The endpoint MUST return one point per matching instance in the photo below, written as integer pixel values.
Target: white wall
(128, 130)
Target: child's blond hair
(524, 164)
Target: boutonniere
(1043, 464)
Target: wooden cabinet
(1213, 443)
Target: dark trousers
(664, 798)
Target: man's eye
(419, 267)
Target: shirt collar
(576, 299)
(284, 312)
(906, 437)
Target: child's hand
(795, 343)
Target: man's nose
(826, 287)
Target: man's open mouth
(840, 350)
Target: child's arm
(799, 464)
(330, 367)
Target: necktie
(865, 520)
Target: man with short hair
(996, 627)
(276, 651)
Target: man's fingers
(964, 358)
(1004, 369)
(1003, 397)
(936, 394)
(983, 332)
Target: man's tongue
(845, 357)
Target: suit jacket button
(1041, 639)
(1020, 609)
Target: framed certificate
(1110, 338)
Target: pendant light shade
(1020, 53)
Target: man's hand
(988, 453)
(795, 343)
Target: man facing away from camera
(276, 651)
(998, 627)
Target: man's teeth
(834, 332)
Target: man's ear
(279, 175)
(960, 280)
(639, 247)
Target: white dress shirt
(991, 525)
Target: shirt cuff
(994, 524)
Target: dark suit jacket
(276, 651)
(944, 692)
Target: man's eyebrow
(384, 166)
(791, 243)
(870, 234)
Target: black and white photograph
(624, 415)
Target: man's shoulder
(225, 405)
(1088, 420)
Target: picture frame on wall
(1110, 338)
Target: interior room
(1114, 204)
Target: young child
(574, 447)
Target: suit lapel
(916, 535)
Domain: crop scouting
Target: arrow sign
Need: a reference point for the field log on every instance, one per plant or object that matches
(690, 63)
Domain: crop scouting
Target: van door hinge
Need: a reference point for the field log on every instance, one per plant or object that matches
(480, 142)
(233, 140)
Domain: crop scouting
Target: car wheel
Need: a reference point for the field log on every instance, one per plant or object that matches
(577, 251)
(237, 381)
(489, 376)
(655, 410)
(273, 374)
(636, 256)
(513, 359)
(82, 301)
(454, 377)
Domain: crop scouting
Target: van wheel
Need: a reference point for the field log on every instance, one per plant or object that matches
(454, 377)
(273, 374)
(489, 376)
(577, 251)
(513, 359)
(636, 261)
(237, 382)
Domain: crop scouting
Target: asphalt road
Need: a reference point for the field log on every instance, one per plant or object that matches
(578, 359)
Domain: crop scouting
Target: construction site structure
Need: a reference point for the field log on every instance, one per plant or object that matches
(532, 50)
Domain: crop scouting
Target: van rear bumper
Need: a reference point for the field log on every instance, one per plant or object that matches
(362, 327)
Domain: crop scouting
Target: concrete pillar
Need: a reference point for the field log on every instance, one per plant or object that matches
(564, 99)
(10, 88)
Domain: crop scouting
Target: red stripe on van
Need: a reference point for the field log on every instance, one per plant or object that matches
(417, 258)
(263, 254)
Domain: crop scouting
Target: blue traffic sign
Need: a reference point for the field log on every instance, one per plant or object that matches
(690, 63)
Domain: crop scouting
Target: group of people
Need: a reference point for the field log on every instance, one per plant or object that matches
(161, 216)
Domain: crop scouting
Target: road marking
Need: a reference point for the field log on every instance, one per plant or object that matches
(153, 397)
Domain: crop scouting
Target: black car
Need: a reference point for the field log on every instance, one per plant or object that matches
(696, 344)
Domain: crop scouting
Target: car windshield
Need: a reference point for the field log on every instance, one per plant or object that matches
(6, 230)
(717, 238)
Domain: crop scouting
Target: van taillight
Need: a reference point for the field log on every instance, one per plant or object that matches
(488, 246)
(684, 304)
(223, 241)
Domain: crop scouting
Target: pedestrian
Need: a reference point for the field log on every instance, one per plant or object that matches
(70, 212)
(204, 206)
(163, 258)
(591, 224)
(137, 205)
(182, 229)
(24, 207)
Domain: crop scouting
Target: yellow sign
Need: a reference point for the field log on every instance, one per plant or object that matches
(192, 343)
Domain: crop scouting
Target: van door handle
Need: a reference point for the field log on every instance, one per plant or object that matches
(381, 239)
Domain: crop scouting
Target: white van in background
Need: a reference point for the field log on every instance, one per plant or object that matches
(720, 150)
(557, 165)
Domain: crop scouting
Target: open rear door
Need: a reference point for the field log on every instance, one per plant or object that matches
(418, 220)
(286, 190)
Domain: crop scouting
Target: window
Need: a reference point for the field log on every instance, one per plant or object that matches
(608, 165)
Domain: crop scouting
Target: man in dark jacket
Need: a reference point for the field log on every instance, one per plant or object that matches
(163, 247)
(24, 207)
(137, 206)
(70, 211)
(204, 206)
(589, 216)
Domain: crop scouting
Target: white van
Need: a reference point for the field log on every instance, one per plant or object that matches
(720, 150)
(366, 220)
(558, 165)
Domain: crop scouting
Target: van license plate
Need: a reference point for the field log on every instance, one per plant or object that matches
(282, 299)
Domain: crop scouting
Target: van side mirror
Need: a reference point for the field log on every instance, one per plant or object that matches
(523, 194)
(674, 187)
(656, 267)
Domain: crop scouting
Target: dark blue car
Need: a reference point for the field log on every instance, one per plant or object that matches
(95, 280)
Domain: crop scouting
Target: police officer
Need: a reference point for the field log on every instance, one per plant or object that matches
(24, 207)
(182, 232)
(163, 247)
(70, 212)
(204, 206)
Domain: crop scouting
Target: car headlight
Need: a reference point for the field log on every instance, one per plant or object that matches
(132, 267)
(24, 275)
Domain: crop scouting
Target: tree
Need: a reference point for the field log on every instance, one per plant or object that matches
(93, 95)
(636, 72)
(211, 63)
————————
INSTRUCTIONS FOR THE TASK:
Wherever the string "blue" occurs in the records above, copy that line.

ANSWER TO THE EXERCISE:
Target: blue traffic sign
Target: dark blue car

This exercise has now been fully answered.